__DIRECTIVE__: Swap "instance" for "item" everywhere it occurs in the rows below, and write those rows out again without the pictures, leaving everything else unchanged.

__DATA PROVIDED__:
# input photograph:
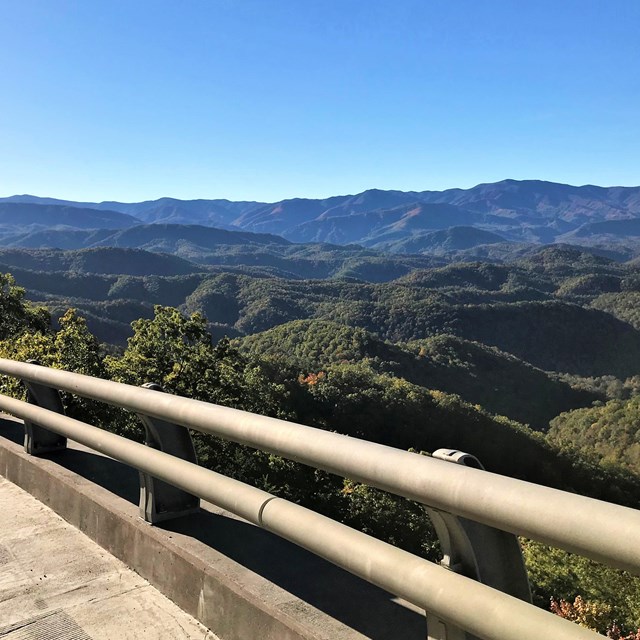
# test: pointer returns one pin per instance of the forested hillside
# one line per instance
(532, 365)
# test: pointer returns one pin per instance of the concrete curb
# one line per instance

__EXERCISE ANSWER__:
# input photograph:
# test: pointer returns one pin per item of the forested hillside
# one line per item
(532, 365)
# test: pointer returns one pin per item of the concrete curb
# one line per item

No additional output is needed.